Rabu, 25 Juli 2018

Parlemen Eropa Cantumkan Penangkapan Aktivis Papua dalam Laporan Tahunan HAM Dunia

Buletinnusa
Parlemen Eropa Cantumkan Penangkapan Aktivis Papua dalam Laporan Tahunan HAM Dunia
Suasana pembahasan draft laporan tahunan HAM Parlemen Eropa (Foto: DROI Committee Press).
BRUSSELS -- Parlemen Eropa mencantumkan penangkapan dua aktivis Komite Nasional Papua Barat (KNPB) dalam draft laporan tahunan mereka tentang Hak Asasi Manusia (HAM) dan demokrasi di dunia tahun 2017.

Sub Komite HAM Parlemen Eropa (DROI) melakukan pembahasan atas draft laporan itu pada 11-12 Juli lalu, yang dihadiri oleh the Unrepresented Nations and People Organisation (UNPO), sebuah organisasi global yang beranggotakan masyarakat adat, etnis minoritas, maupun negara-negara yang tidak diakui dan wilayah pendudukan yang bergabung bersama untuk membela hak-hak politik, sosial dan budaya mereka.

UNPO melaporkan sekilas hasil pembahasan draft tersebut di laman resmi mereka dan membuat catatan atas hal itu. “UNPO menyambut baik fokus DROI atas isu-isu perlindungan pembela HAM dan pencegahan perdagangan dan perbudakan manusia. UNPO juga memuji pengakuan atas perjuangan etnis Tatar Krimea dan Papua, di antara yang lainnya,” demikian catatan UNPO.

Meskipun demikian, UNPO juga mengeritik kekurang tegasan laporan itu atas berbagai pelanggaran HAM yang dialami oleh etnis minoritas dan komunitas adat lainnya. “….laporan tersebut tidak cukup eksplisit dalam mengkritisi pelanggaran HAM atas berbagai komunitas adat dan etnis minoritas, meskipun mereka menghadapi kerentanan terhadap pelanggaran serupa,” demikian pendapat UNPO.

(Baca ini: Dewan HAM PBB Menyoroti Pelanggaran HAM di Papua)

Dua aktivis Papua yang penangkapannya dicantumkan dalam laporan tahunan Parlemen Eropa adalah Hosea Yeimo dan Ismail Alua, aktivis KNPB yang ditangkap dan kemudian ditahan oleh Polres Jayapura pada 19 Desember 2016. Mereka ditangkap menyusul unjuk rasa damai di Jayapura menyuarakan aspirasi merdeka rakyat Papua, dimana keduanya turut memimpin aksi.

Mereka dijadikan tersangka dan dijerat dengan pasal 106 Subsider pasal 110 lebih subsider pasal 157 junto pasal 87 junto pasal 55 KUHP tentang makar dan menyebarluaskan hasutan untuk kebencian. Ancaman pidana 20 tahun penjara hingga hukuman seumur hidup.

Entri anotasi wilayah:
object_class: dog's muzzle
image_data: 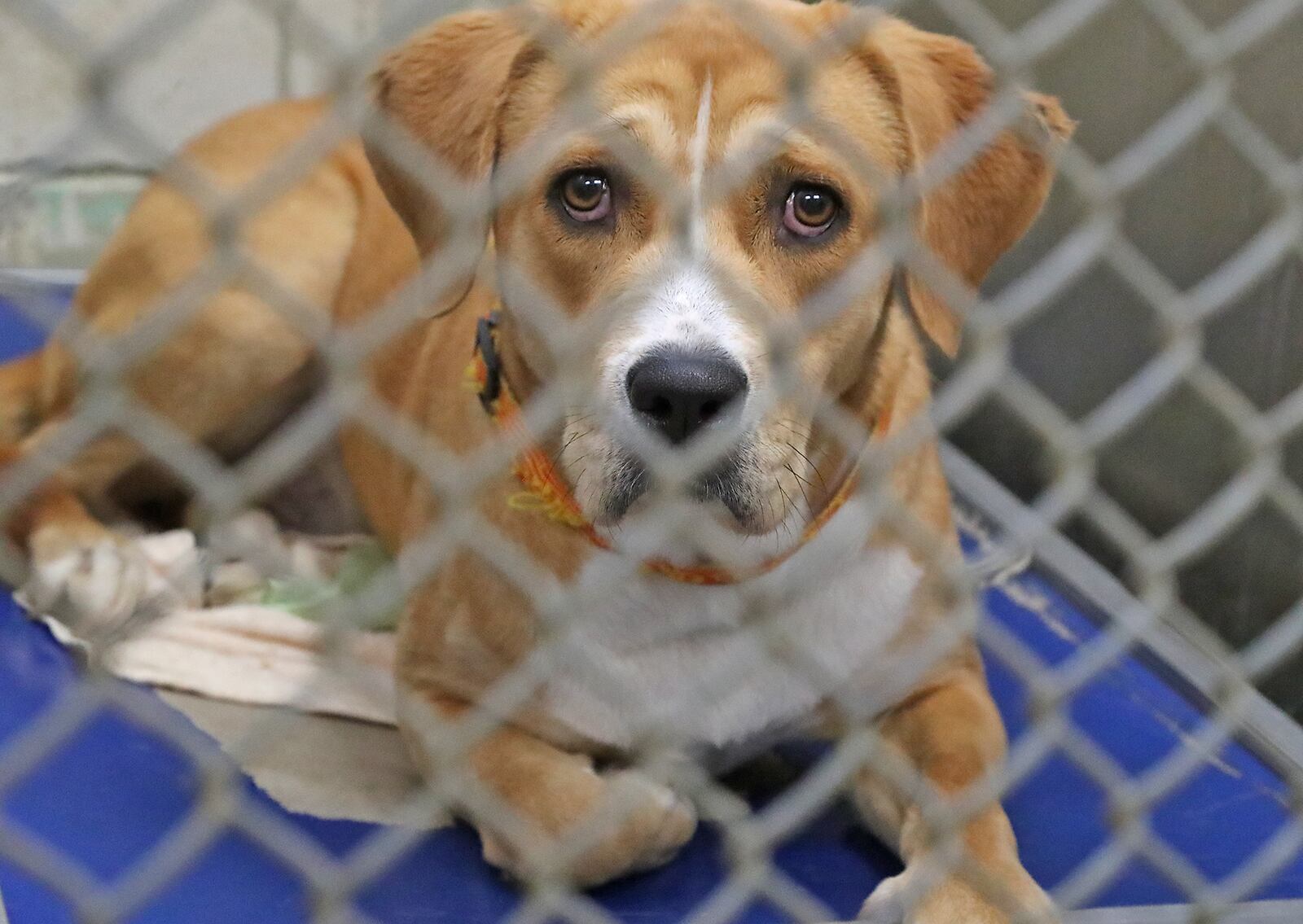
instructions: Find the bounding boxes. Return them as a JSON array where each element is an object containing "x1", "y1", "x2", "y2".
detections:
[{"x1": 604, "y1": 349, "x2": 754, "y2": 523}]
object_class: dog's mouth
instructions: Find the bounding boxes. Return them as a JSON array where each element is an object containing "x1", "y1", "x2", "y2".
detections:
[{"x1": 601, "y1": 449, "x2": 760, "y2": 532}]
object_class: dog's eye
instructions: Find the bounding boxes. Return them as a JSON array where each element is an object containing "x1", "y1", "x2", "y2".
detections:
[
  {"x1": 559, "y1": 169, "x2": 611, "y2": 221},
  {"x1": 783, "y1": 182, "x2": 842, "y2": 237}
]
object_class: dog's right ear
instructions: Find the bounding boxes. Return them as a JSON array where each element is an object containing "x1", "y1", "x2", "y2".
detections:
[{"x1": 363, "y1": 9, "x2": 529, "y2": 256}]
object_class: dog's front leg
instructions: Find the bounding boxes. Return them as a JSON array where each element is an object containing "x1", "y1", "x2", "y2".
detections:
[
  {"x1": 401, "y1": 694, "x2": 697, "y2": 887},
  {"x1": 853, "y1": 666, "x2": 1057, "y2": 924}
]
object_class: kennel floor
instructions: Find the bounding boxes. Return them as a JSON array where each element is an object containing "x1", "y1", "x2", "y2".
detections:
[{"x1": 0, "y1": 283, "x2": 1303, "y2": 924}]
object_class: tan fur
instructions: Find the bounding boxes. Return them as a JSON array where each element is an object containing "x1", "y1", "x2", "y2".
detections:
[{"x1": 0, "y1": 0, "x2": 1071, "y2": 924}]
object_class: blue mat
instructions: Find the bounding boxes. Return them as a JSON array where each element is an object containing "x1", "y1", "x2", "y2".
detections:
[{"x1": 0, "y1": 283, "x2": 1303, "y2": 924}]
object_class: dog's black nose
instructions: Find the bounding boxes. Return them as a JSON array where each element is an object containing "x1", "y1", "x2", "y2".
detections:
[{"x1": 625, "y1": 352, "x2": 747, "y2": 444}]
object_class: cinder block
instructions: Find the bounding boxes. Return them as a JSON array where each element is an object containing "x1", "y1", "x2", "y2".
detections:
[
  {"x1": 284, "y1": 0, "x2": 389, "y2": 96},
  {"x1": 0, "y1": 0, "x2": 279, "y2": 169}
]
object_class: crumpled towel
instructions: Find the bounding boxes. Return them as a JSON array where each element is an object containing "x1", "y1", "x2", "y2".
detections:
[{"x1": 18, "y1": 531, "x2": 396, "y2": 725}]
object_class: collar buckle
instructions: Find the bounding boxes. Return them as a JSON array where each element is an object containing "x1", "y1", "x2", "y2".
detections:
[{"x1": 476, "y1": 312, "x2": 502, "y2": 413}]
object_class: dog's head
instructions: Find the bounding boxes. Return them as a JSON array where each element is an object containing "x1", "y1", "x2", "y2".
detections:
[{"x1": 369, "y1": 0, "x2": 1071, "y2": 533}]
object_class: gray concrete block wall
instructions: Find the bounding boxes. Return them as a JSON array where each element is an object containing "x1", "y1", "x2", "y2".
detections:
[{"x1": 0, "y1": 0, "x2": 387, "y2": 267}]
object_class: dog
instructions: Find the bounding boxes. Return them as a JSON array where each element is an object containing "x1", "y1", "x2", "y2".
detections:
[{"x1": 0, "y1": 0, "x2": 1073, "y2": 924}]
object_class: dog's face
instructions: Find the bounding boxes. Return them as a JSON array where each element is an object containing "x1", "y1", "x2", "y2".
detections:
[{"x1": 373, "y1": 0, "x2": 1067, "y2": 534}]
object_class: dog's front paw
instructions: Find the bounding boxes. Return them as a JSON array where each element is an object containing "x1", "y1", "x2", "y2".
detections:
[
  {"x1": 480, "y1": 770, "x2": 697, "y2": 887},
  {"x1": 22, "y1": 528, "x2": 204, "y2": 633},
  {"x1": 858, "y1": 869, "x2": 1060, "y2": 924}
]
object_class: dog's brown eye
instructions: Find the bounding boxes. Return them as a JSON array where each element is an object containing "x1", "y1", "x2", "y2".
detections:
[
  {"x1": 783, "y1": 182, "x2": 842, "y2": 237},
  {"x1": 560, "y1": 169, "x2": 611, "y2": 221}
]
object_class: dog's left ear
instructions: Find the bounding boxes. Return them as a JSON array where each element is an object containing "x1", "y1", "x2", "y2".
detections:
[
  {"x1": 871, "y1": 17, "x2": 1075, "y2": 356},
  {"x1": 363, "y1": 9, "x2": 529, "y2": 256}
]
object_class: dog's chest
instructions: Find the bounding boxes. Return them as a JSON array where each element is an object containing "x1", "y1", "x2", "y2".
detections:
[{"x1": 549, "y1": 505, "x2": 921, "y2": 762}]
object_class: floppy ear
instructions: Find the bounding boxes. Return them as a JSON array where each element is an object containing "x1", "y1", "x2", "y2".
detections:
[
  {"x1": 873, "y1": 18, "x2": 1075, "y2": 356},
  {"x1": 365, "y1": 9, "x2": 528, "y2": 256}
]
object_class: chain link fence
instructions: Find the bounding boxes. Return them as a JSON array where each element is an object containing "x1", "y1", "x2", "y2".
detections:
[{"x1": 0, "y1": 0, "x2": 1303, "y2": 924}]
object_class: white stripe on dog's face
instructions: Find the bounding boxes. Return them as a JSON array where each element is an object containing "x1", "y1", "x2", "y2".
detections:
[{"x1": 602, "y1": 258, "x2": 766, "y2": 426}]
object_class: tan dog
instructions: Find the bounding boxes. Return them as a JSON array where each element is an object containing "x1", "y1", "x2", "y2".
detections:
[{"x1": 4, "y1": 0, "x2": 1071, "y2": 924}]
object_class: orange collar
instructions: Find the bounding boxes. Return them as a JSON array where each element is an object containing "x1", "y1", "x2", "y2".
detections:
[{"x1": 467, "y1": 312, "x2": 890, "y2": 586}]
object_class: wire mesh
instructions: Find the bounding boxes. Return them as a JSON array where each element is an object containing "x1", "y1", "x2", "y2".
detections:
[{"x1": 0, "y1": 0, "x2": 1303, "y2": 924}]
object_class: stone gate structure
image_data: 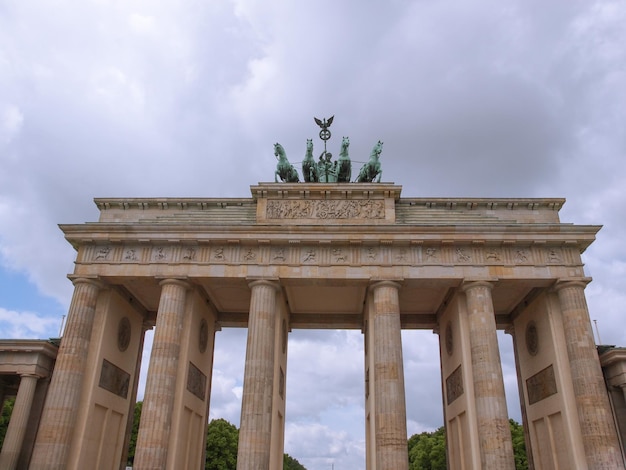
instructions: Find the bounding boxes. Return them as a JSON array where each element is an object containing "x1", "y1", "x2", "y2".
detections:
[{"x1": 14, "y1": 183, "x2": 624, "y2": 470}]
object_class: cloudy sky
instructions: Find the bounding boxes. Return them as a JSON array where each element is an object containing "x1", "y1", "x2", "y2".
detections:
[{"x1": 0, "y1": 0, "x2": 626, "y2": 470}]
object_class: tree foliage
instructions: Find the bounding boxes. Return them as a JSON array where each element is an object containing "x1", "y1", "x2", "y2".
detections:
[
  {"x1": 509, "y1": 419, "x2": 528, "y2": 470},
  {"x1": 204, "y1": 418, "x2": 239, "y2": 470},
  {"x1": 123, "y1": 400, "x2": 306, "y2": 470},
  {"x1": 283, "y1": 454, "x2": 306, "y2": 470},
  {"x1": 408, "y1": 419, "x2": 528, "y2": 470},
  {"x1": 0, "y1": 397, "x2": 15, "y2": 449},
  {"x1": 408, "y1": 426, "x2": 447, "y2": 470},
  {"x1": 126, "y1": 401, "x2": 143, "y2": 467}
]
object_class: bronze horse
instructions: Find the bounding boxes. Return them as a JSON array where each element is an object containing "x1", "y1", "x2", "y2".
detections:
[{"x1": 274, "y1": 142, "x2": 300, "y2": 183}]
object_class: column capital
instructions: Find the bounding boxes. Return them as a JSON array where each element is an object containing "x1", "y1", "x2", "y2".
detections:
[
  {"x1": 370, "y1": 279, "x2": 404, "y2": 289},
  {"x1": 159, "y1": 277, "x2": 191, "y2": 290},
  {"x1": 20, "y1": 372, "x2": 41, "y2": 380},
  {"x1": 246, "y1": 277, "x2": 280, "y2": 290},
  {"x1": 554, "y1": 277, "x2": 591, "y2": 292},
  {"x1": 461, "y1": 279, "x2": 496, "y2": 292},
  {"x1": 67, "y1": 274, "x2": 106, "y2": 289}
]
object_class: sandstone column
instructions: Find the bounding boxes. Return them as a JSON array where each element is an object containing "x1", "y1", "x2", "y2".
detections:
[
  {"x1": 556, "y1": 280, "x2": 624, "y2": 469},
  {"x1": 133, "y1": 279, "x2": 189, "y2": 470},
  {"x1": 370, "y1": 281, "x2": 409, "y2": 470},
  {"x1": 0, "y1": 374, "x2": 39, "y2": 470},
  {"x1": 237, "y1": 280, "x2": 278, "y2": 470},
  {"x1": 463, "y1": 281, "x2": 515, "y2": 470},
  {"x1": 31, "y1": 278, "x2": 102, "y2": 470}
]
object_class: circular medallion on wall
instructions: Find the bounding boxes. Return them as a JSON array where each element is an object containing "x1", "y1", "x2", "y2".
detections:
[
  {"x1": 445, "y1": 322, "x2": 454, "y2": 356},
  {"x1": 198, "y1": 318, "x2": 209, "y2": 353},
  {"x1": 526, "y1": 321, "x2": 539, "y2": 356},
  {"x1": 117, "y1": 317, "x2": 130, "y2": 352}
]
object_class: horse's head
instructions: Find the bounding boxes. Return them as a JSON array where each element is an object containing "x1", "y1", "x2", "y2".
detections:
[
  {"x1": 274, "y1": 142, "x2": 285, "y2": 158},
  {"x1": 372, "y1": 140, "x2": 383, "y2": 158},
  {"x1": 341, "y1": 137, "x2": 350, "y2": 150}
]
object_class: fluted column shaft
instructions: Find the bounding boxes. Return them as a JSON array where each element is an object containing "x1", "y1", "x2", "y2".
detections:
[
  {"x1": 556, "y1": 281, "x2": 624, "y2": 469},
  {"x1": 371, "y1": 281, "x2": 409, "y2": 470},
  {"x1": 133, "y1": 279, "x2": 189, "y2": 470},
  {"x1": 0, "y1": 374, "x2": 39, "y2": 470},
  {"x1": 31, "y1": 278, "x2": 102, "y2": 470},
  {"x1": 463, "y1": 282, "x2": 515, "y2": 470},
  {"x1": 237, "y1": 280, "x2": 278, "y2": 470}
]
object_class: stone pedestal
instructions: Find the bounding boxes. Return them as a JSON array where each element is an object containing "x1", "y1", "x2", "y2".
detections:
[
  {"x1": 370, "y1": 281, "x2": 409, "y2": 470},
  {"x1": 237, "y1": 280, "x2": 278, "y2": 470},
  {"x1": 134, "y1": 279, "x2": 189, "y2": 469},
  {"x1": 556, "y1": 281, "x2": 624, "y2": 469},
  {"x1": 0, "y1": 375, "x2": 39, "y2": 470},
  {"x1": 31, "y1": 278, "x2": 102, "y2": 470},
  {"x1": 463, "y1": 282, "x2": 515, "y2": 470}
]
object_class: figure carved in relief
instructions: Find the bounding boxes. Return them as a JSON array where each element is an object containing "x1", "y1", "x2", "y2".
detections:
[
  {"x1": 302, "y1": 250, "x2": 315, "y2": 261},
  {"x1": 183, "y1": 247, "x2": 196, "y2": 261},
  {"x1": 548, "y1": 249, "x2": 561, "y2": 263},
  {"x1": 96, "y1": 246, "x2": 111, "y2": 259},
  {"x1": 515, "y1": 250, "x2": 528, "y2": 263},
  {"x1": 426, "y1": 248, "x2": 437, "y2": 261},
  {"x1": 154, "y1": 246, "x2": 167, "y2": 260},
  {"x1": 456, "y1": 248, "x2": 471, "y2": 262},
  {"x1": 274, "y1": 142, "x2": 300, "y2": 183},
  {"x1": 213, "y1": 246, "x2": 224, "y2": 261},
  {"x1": 302, "y1": 139, "x2": 319, "y2": 183},
  {"x1": 274, "y1": 248, "x2": 285, "y2": 261},
  {"x1": 333, "y1": 248, "x2": 346, "y2": 263}
]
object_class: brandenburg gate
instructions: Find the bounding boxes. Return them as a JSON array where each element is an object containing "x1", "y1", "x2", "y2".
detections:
[{"x1": 22, "y1": 126, "x2": 624, "y2": 470}]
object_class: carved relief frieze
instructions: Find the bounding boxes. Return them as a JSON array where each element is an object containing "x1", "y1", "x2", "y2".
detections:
[
  {"x1": 181, "y1": 246, "x2": 198, "y2": 263},
  {"x1": 526, "y1": 364, "x2": 557, "y2": 405},
  {"x1": 301, "y1": 247, "x2": 319, "y2": 264},
  {"x1": 150, "y1": 246, "x2": 172, "y2": 263},
  {"x1": 266, "y1": 199, "x2": 385, "y2": 219},
  {"x1": 446, "y1": 366, "x2": 464, "y2": 405},
  {"x1": 270, "y1": 246, "x2": 287, "y2": 264},
  {"x1": 454, "y1": 246, "x2": 472, "y2": 264},
  {"x1": 423, "y1": 246, "x2": 441, "y2": 264},
  {"x1": 393, "y1": 246, "x2": 413, "y2": 265},
  {"x1": 187, "y1": 362, "x2": 207, "y2": 401},
  {"x1": 79, "y1": 240, "x2": 581, "y2": 267},
  {"x1": 331, "y1": 247, "x2": 350, "y2": 264},
  {"x1": 242, "y1": 248, "x2": 259, "y2": 263},
  {"x1": 98, "y1": 359, "x2": 130, "y2": 399},
  {"x1": 361, "y1": 246, "x2": 380, "y2": 264},
  {"x1": 122, "y1": 246, "x2": 141, "y2": 263},
  {"x1": 482, "y1": 247, "x2": 502, "y2": 264},
  {"x1": 512, "y1": 248, "x2": 532, "y2": 264},
  {"x1": 546, "y1": 248, "x2": 563, "y2": 264},
  {"x1": 91, "y1": 246, "x2": 113, "y2": 263},
  {"x1": 211, "y1": 245, "x2": 226, "y2": 262}
]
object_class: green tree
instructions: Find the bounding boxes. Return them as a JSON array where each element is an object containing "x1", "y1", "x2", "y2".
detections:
[
  {"x1": 283, "y1": 454, "x2": 306, "y2": 470},
  {"x1": 0, "y1": 397, "x2": 15, "y2": 449},
  {"x1": 126, "y1": 401, "x2": 143, "y2": 467},
  {"x1": 509, "y1": 419, "x2": 528, "y2": 470},
  {"x1": 123, "y1": 399, "x2": 306, "y2": 470},
  {"x1": 204, "y1": 418, "x2": 239, "y2": 470},
  {"x1": 408, "y1": 426, "x2": 447, "y2": 470},
  {"x1": 408, "y1": 419, "x2": 528, "y2": 470}
]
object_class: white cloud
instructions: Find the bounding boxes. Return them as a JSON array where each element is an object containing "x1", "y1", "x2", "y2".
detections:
[
  {"x1": 0, "y1": 307, "x2": 61, "y2": 339},
  {"x1": 0, "y1": 0, "x2": 626, "y2": 468},
  {"x1": 0, "y1": 104, "x2": 24, "y2": 144}
]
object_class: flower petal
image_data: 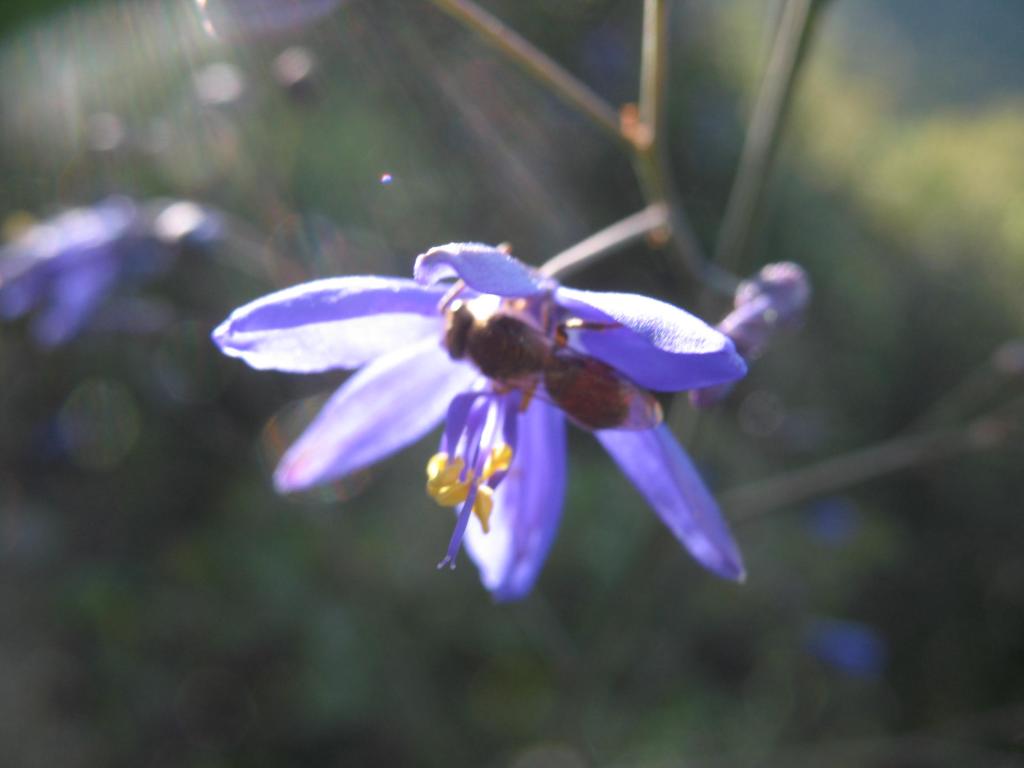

TUGAS TERTULIS:
a) Kembalikan salinan persis sebagian kutipan teks, dimulai pada kata-kata yang memuat "(Baca ini: Dewan" dan berhenti setelah "turut memimpin aksi.".
b) Tolong ringkas paragraf kutipan teks yang diawali "Dua aktivis Papua yang penangkapannya" menjadi daftar butir yang tetap memuat fakta-fakta utamanya.

JAWABAN TUGAS:
a)
(Baca ini: Dewan HAM PBB Menyoroti Pelanggaran HAM di Papua)

Dua aktivis Papua yang penangkapannya dicantumkan dalam laporan tahunan Parlemen Eropa adalah Hosea Yeimo dan Ismail Alua, aktivis KNPB yang ditangkap dan kemudian ditahan oleh Polres Jayapura pada 19 Desember 2016. Mereka ditangkap menyusul unjuk rasa damai di Jayapura menyuarakan aspirasi merdeka rakyat Papua, dimana keduanya turut memimpin aksi.

b)
- Kedua aktivis itu adalah Hosea Yeimo dan Ismail Alua dari KNPB.
- Penangkapan mereka dicantumkan dalam laporan tahunan Parlemen Eropa.
- Mereka ditangkap lalu ditahan oleh Polres Jayapura pada 19 Desember 2016.
- Penangkapan terjadi setelah unjuk rasa damai di Jayapura yang menyuarakan aspirasi merdeka rakyat Papua.
- Keduanya turut memimpin aksi tersebut.